▶ [ACTION ITEM] Output the entries below without any alteration.

▶ [MATERIALS PROVIDED]
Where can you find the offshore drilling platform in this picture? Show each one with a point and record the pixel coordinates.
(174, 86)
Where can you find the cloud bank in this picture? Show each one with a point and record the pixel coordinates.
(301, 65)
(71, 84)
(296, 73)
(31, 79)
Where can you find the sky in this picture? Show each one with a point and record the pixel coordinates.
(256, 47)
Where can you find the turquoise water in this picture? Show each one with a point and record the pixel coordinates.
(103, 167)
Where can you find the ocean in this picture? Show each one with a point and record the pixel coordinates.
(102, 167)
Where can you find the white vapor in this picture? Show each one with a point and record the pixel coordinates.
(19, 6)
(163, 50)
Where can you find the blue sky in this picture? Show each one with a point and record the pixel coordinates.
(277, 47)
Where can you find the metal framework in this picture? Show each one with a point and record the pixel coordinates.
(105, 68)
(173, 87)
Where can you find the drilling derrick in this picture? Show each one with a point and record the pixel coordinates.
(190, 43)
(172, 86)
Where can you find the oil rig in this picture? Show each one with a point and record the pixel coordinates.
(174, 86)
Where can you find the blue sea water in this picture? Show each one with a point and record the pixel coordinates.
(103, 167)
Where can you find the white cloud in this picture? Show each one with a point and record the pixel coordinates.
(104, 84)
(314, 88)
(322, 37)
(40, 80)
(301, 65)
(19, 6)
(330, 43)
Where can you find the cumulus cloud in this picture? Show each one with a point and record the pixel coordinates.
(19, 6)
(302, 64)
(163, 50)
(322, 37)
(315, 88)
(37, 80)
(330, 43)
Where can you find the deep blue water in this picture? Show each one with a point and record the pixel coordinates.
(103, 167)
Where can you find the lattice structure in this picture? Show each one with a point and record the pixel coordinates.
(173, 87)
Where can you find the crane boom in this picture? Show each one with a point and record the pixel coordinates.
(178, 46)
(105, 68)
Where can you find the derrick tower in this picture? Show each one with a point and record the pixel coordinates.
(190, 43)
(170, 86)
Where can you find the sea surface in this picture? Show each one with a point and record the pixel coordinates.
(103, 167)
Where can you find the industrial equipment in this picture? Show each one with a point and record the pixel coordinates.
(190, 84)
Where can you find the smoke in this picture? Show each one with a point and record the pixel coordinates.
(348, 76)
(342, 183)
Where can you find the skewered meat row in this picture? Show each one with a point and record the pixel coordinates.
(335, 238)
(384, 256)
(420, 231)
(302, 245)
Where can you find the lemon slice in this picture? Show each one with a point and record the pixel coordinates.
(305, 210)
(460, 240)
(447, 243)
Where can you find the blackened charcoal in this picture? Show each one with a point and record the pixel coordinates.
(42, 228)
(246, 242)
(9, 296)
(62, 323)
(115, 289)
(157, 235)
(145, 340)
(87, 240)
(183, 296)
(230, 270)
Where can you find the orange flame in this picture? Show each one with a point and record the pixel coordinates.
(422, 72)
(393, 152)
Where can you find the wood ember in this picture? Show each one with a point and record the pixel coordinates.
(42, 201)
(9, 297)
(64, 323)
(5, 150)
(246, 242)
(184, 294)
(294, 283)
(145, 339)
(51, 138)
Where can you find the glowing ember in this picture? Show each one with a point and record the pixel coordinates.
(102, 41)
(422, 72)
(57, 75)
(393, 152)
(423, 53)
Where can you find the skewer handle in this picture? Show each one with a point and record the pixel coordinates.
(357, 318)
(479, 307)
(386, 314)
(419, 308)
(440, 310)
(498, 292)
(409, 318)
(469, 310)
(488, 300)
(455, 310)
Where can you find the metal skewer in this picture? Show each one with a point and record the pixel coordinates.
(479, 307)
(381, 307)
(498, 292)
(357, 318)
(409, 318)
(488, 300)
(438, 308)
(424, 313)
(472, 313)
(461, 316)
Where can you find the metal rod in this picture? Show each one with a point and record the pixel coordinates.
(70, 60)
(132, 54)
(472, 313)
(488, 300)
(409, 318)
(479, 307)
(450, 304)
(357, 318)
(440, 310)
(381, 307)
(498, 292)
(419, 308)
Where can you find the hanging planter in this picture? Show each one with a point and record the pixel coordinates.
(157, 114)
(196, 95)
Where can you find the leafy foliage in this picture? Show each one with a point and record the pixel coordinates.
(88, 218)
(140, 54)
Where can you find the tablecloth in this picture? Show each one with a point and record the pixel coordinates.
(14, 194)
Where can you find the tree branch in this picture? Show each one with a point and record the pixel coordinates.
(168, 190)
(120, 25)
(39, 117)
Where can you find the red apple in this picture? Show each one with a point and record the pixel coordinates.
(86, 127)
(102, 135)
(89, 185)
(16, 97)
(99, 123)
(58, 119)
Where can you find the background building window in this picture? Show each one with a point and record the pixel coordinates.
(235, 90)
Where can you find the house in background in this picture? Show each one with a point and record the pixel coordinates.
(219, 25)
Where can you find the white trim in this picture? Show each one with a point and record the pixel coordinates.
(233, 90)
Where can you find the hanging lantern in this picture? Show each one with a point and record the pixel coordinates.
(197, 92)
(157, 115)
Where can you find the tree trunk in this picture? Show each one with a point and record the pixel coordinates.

▶ [EXERCISE ANSWER]
Where can you find the offshore drilling platform in this picture? Show each one with a point and record the pixel coordinates.
(174, 86)
Where can you find the cloud bank in this picture? Show each one with a point and record the pixel coordinates.
(301, 65)
(71, 84)
(296, 73)
(31, 79)
Where can you find the sky in this picture? Show each one with a point and record the pixel coordinates.
(256, 47)
Where can you find the turquoise water in this picture? Show each one with a point and record the pixel coordinates.
(103, 167)
Where can you find the ocean in this picture? Show each one with a point and record the pixel coordinates.
(102, 167)
Where can you find the white vapor in this picture? Show each one with a point and record the pixel coordinates.
(19, 6)
(163, 50)
Where can you find the blue sky in this picture? Show each one with a point and record the pixel coordinates.
(277, 47)
Where can you find the metal framework in this picture? Show each one with a point and record the pixel coordinates.
(105, 68)
(173, 87)
Where can you find the drilling derrick in this picture? Show each one with a point and record the pixel coordinates.
(190, 43)
(172, 86)
Where can you find the oil rig in this picture? Show each one with a point and record the pixel coordinates.
(174, 86)
Where can you find the blue sea water in this picture? Show each one with a point and record the pixel coordinates.
(103, 167)
Where can you find the white cloud in this picture? Show each one with a point and record the pixel coordinates.
(104, 84)
(314, 88)
(322, 37)
(40, 80)
(301, 65)
(19, 6)
(330, 43)
Where can you find the cumulus cloud in this picture? Show each one with a point and record the pixel coordinates.
(19, 6)
(302, 64)
(163, 50)
(322, 37)
(315, 88)
(37, 80)
(330, 43)
Where can you find the deep blue water in this picture? Show each one with a point and record the pixel coordinates.
(103, 167)
Where can you find the lattice structure in this picture? Show each one with a point and record the pixel coordinates.
(173, 87)
Where can you find the crane boom in this picture? Show each one with a point and record the pixel coordinates.
(178, 46)
(105, 68)
Where can you find the derrick tower in this picture? Show each one with a point and record the pixel coordinates.
(190, 43)
(170, 86)
Where can you find the sea surface in this picture? Show each one with a point and record the pixel coordinates.
(103, 167)
Where can you find the industrial equipment in this picture? Show each one with a point and record the pixel coordinates.
(190, 84)
Where can you find the smoke in this picture? Show each one with a point and record the pixel coordinates.
(348, 76)
(342, 183)
Where can you find the skewered meat row in this picture? Show each one with a point and record the pixel coordinates.
(335, 238)
(384, 256)
(420, 231)
(302, 245)
Where can you find the lemon slice in this picture? Show each one with a point and record the pixel coordinates.
(305, 210)
(460, 240)
(447, 243)
Where can you find the blackened charcoal in this picture? Show each one with a point and record the pixel coordinates.
(42, 228)
(246, 242)
(9, 296)
(62, 323)
(115, 289)
(157, 235)
(145, 340)
(87, 240)
(183, 296)
(230, 270)
Where can you find the orange flame in this picture? Show each one with a point and record the pixel coordinates.
(422, 72)
(393, 152)
Where can you find the wood ember in this picture? Show each one with a point and record the pixel coordinates.
(42, 201)
(9, 297)
(64, 323)
(5, 150)
(246, 242)
(184, 294)
(294, 283)
(145, 339)
(51, 138)
Where can you find the glowing ember in this picture? Show each one with a point and record the pixel coordinates.
(102, 41)
(422, 72)
(57, 75)
(393, 152)
(423, 53)
Where can you find the skewer handle in this picture? Show each one with a point and record the pixel coordinates.
(357, 318)
(479, 307)
(386, 314)
(419, 308)
(440, 310)
(498, 292)
(409, 318)
(469, 310)
(488, 300)
(455, 310)
Where can you find the metal skewer in this picture? Show each one with a point and record the pixel coordinates.
(479, 307)
(381, 307)
(498, 292)
(357, 318)
(409, 318)
(488, 300)
(438, 308)
(424, 313)
(472, 313)
(461, 316)
Where can you find the metal rod in this picture? Show each one with a point and record the pixel coordinates.
(70, 60)
(132, 54)
(472, 313)
(488, 300)
(409, 318)
(479, 307)
(450, 304)
(357, 318)
(440, 310)
(381, 307)
(498, 292)
(419, 308)
Where can you find the hanging planter in this picture? Show each one with a point and record the pixel coordinates.
(157, 114)
(196, 95)
Where can you find the leafy foliage in this picture? Show each one with a point and record the pixel coordinates.
(88, 218)
(140, 54)
Where can you find the tablecloth in this picture? Show each one with a point and record the pixel coordinates.
(14, 194)
Where can you find the tree branch in this picture? Show each one with a point and record the pixel coordinates.
(168, 190)
(120, 25)
(39, 117)
Where can you find the red apple in this picture? Show each one with a point and record the pixel coordinates.
(86, 127)
(102, 135)
(89, 185)
(16, 97)
(99, 123)
(58, 119)
Where can you find the background building window in this picture? Show each one with a point and record the pixel coordinates.
(235, 90)
Where can you find the house in background in this picture? Show each one with a point and record the pixel coordinates.
(219, 25)
Where can you find the white trim in this picture? Show each one with a point and record the pixel coordinates.
(233, 90)
Where can you find the hanging lantern in this picture? Show each one with a point and record the pixel coordinates.
(197, 92)
(157, 115)
Where can you find the tree trunk in this picture? Show each one with a point and record the pixel coordinates.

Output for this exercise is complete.